──────── TEXT PASSAGE

In February 2002, police begun searching an area of Kelk Wood for human remains following another tip-off. Police also searched the lock-up used to dismember Martin-Smith but found insufficient evidence or criminal intelligence. Police attempted to charge Torpey, Searle and McNicol for the murder of Martin-Smith, but the case was dropped in March when the Crown Prosecution Service did not agree with the charges.

Sussex Police reopened the case in 2014 with more witnesses coming forward. One suspect, Torpey, had died in the intervening years.

In March 2023, Sussex Police searched an area of woodland near Marley Lane, Battle after receiving new information through a 'viable' tip-off. After a week of searching with specialist teams, police called off the search with no evidence of the body found.

== Sentencing ==
In February 2015, four men were arrested in connection with the murders of Martin-Smith and Millen. The following day, Mark Searle and Steve McNicol were charged with murder and conspiracy to kidnap. They appeared at Lewes Crown Court a week later and were remanded in custody.

On 21 August 2015, the 14th anniversary of the disappearance, 36-year-old Searle was sentenced to life in prison for the murder of Martin-Smith. He was also found guilty of conspiracy to kidnap and perverting the course of justice with a minimum tariff of 29 years. 42-year-old McNicol was jailed for 4 1/2 years for conspiracy to kidnap, after his murder charges were discontinued at the start of the trial.

== Connection to murder of Jimmy Millen ==

James "Jimmy" Millen was a 27-year-old doorman and former boxer from Kirkby, Merseyside. He moved to Hastings, East Sussex several years before his death to pursue a new life and was married with three children. Millen was locally known to be heavily involved in the criminal underworld alongside Martin-Smith.

────────────────
──────── DATA TO EXAMINE

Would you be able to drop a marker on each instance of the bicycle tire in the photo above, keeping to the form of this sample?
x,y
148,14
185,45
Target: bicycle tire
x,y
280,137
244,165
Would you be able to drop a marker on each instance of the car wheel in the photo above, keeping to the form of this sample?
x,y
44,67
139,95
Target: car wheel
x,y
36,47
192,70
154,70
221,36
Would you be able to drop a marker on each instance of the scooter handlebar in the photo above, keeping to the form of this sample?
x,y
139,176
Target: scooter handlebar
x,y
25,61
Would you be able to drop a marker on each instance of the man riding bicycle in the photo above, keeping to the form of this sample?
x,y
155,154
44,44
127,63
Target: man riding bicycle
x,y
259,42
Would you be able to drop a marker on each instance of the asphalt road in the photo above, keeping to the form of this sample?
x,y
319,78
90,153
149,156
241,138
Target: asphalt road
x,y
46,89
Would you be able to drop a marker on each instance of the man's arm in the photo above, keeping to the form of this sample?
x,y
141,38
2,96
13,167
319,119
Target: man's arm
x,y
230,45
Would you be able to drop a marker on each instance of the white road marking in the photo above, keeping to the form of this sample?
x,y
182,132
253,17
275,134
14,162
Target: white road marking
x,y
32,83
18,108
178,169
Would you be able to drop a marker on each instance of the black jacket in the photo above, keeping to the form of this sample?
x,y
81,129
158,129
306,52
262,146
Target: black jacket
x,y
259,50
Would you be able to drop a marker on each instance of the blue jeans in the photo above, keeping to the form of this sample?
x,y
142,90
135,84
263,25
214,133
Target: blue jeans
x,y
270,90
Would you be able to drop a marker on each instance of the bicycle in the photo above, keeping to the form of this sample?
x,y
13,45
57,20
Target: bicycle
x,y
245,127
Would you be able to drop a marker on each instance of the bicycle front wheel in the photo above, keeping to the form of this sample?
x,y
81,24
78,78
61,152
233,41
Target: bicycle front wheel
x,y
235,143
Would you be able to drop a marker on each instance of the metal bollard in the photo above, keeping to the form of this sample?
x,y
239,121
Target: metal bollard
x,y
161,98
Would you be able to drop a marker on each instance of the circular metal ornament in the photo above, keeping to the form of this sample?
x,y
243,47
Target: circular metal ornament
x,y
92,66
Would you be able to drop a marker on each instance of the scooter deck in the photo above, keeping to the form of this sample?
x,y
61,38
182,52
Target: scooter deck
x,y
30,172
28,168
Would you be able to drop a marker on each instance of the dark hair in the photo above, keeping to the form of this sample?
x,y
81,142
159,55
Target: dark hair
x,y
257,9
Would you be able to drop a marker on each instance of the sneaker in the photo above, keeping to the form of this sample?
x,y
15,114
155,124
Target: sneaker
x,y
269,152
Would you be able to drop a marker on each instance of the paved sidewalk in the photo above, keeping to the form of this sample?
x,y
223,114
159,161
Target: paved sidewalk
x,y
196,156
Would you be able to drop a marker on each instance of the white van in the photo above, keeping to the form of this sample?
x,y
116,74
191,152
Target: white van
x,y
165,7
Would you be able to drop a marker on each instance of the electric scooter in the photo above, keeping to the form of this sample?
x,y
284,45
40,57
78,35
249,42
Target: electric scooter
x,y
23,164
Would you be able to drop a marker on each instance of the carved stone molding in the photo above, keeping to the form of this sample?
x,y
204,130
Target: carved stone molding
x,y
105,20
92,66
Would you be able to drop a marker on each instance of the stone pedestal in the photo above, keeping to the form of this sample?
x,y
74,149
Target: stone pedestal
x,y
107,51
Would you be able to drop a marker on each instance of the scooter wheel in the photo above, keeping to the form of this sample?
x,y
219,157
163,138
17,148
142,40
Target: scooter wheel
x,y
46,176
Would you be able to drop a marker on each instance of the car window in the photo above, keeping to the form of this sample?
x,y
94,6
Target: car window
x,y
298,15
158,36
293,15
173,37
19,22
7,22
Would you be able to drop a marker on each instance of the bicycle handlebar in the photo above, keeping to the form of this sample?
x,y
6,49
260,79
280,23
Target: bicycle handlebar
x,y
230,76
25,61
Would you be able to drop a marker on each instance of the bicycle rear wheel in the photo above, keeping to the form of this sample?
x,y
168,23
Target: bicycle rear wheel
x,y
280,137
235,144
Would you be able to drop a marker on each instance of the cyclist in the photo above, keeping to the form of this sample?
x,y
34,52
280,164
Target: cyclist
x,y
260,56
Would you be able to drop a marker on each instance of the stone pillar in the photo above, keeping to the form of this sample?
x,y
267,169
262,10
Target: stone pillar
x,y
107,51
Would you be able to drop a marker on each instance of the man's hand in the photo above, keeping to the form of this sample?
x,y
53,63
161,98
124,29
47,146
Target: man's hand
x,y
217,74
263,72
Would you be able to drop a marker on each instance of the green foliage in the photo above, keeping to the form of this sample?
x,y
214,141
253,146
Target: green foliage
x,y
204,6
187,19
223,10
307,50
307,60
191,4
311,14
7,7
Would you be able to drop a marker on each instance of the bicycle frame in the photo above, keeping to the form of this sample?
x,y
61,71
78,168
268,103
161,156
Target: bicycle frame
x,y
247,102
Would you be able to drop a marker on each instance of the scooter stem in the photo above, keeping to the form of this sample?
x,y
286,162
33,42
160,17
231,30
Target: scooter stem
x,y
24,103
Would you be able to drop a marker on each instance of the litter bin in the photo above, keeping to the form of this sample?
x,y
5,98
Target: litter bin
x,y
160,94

────────────────

[TASKS AND EXERCISES]:
A) Answer these questions using the text on the Martin-Smith case, one answer per line:
(i) In what year did Sussex Police reopen the case?
(ii) What minimum tariff did Searle receive?
(iii) Where was Jimmy Millen from?
B) Name every person the text on the Martin-Smith case mentions by name, using the names as they appear there.
C) Carry on the text about the Martin-Smith and Millen murders, picking up after its final sentence.
The material is separate from the text on the Martin-Smith case.

[ANSWERS]:
A)
(i) 2014
(ii) 29 years
(iii) Kirkby, Merseyside

B)
Martin-Smith
Torpey
Mark Searle
Steve McNicol
James "Jimmy" Millen

C)
On 24 October 2001, Millen was shot four times outside his home by two men on a motorbike. Having been working on a car, he crawled to a nearby road but later died in hospital. Police labelled the incident as a "carefully planned attack" and immediately treated the case as a murder. A £10,000 reward was subsequently offered for information leading to an arrest and conviction, and later increased to £25,000. In December, police issued sketches of two suspects seen close to where Millen was shot. Shortly after his death, his father, Fred Millen, said that his son was "no angel and not liked by everyone in Hastings but did not deserve to die in this way".

In January 2002, Millen's family told police of his involvement in the murder of Martin-Smith alongside four other men. He had disclosed the murder to his wife the morning after, who described him as 'distraught'. Millen said he was on his way home from Liverpool when he received a phone call stating the group had abducted Martin-Smith, and he joined them before Martin-Smith was killed, dismembered and buried. The family also named the individuals they believed to be involved, who were later arrested and interviewed.

Ten years after the murder, Millen's widow criticised the police for their inaction surrounding the case. His family claimed the police were hesitant to act because he had a criminal record, and also stated that they believe his killers live locally. Millen's father sent letters to the Chief Constable, the Home Office and Prime Minister Tony Blair in complaint over the police's handling of the investigation. Investigating officers later criticised the family's conduct, refuting their claims and suggesting the family hindered proceedings with their own actions.

In September 2012, two fishing lakes were searched for a potential firearm after new evidence emerged. However, no weapons were retrieved from the scene after a two-week search.